TEXTO FUENTE:
⟨
Por: Pablo Batalla Cueto. 18/07/2021
Mundo fértil y animoso en los sesenta y setenta, al calor del Vaticano II, el socialismo cristiano entró después en crisis, pero quedan rescoldos para los que Francisco representa una esperanza
Alegría y esperanza: gaudium et spes. Dos palabras y un pequeño terremoto en el seno de la Iglesia: la constitución pastoral del Concilio Vaticano II, aprobada en 1965, instaba a su grey a abrirse al mundo; a no sentarse a esperar, orándolo en herméticas celdas monacales, el reino de justicia de la Segunda Venida, sino afanarse en edificarlo ya mismo, en el Más Acá.
Con toda la hermosura que en ocasiones alcanzan los textos eclesiales, comenzaba proclamando aquel que «los gozos y las esperanzas, las tristezas y las angustias de los hombres de nuestro tiempo, sobre todo de los pobres y de cuantos sufren, son a la vez gozos y esperanzas, tristezas y angustias de los discípulos de Cristo. Nada hay verdaderamente humano que no encuentre eco en su corazón». Y más tarde instaba: «Los cristianos que toman parte activa en el movimiento económico-social de nuestro tiempo y luchan por la justicia y caridad, convénzanse de que pueden contribuir mucho al bienestar de la humanidad y a la paz del mundo. Individual y colectivamente, den ejemplo en este campo».
⟩
INSTRUCCIONES DE TAREA:
Reproduce íntegro y sin ningún cambio el texto de arriba sobre el socialismo cristiano.

(Elementos para etiquetado de segmentación)
⟨
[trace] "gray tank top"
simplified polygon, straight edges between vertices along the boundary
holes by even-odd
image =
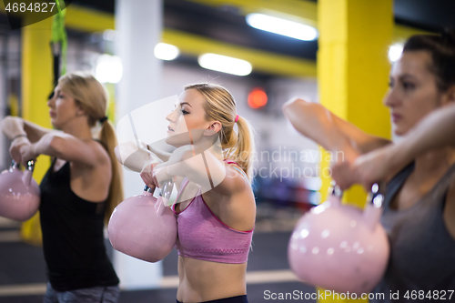
[[[388,184],[381,223],[390,241],[390,258],[384,278],[373,291],[384,294],[384,298],[370,302],[438,302],[442,291],[445,299],[440,302],[455,302],[455,240],[443,220],[447,193],[455,179],[455,165],[412,207],[391,209],[390,202],[413,170],[411,164]],[[438,296],[435,290],[439,290]],[[390,292],[397,291],[398,300],[391,299]],[[405,298],[407,292],[409,297]],[[412,293],[417,295],[414,299]],[[430,299],[420,294],[432,297]]]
⟩
RESPUESTA FINAL:
Por: Pablo Batalla Cueto. 18/07/2021
Mundo fértil y animoso en los sesenta y setenta, al calor del Vaticano II, el socialismo cristiano entró después en crisis, pero quedan rescoldos para los que Francisco representa una esperanza
Alegría y esperanza: gaudium et spes. Dos palabras y un pequeño terremoto en el seno de la Iglesia: la constitución pastoral del Concilio Vaticano II, aprobada en 1965, instaba a su grey a abrirse al mundo; a no sentarse a esperar, orándolo en herméticas celdas monacales, el reino de justicia de la Segunda Venida, sino afanarse en edificarlo ya mismo, en el Más Acá.
Con toda la hermosura que en ocasiones alcanzan los textos eclesiales, comenzaba proclamando aquel que «los gozos y las esperanzas, las tristezas y las angustias de los hombres de nuestro tiempo, sobre todo de los pobres y de cuantos sufren, son a la vez gozos y esperanzas, tristezas y angustias de los discípulos de Cristo. Nada hay verdaderamente humano que no encuentre eco en su corazón». Y más tarde instaba: «Los cristianos que toman parte activa en el movimiento económico-social de nuestro tiempo y luchan por la justicia y caridad, convénzanse de que pueden contribuir mucho al bienestar de la humanidad y a la paz del mundo. Individual y colectivamente, den ejemplo en este campo».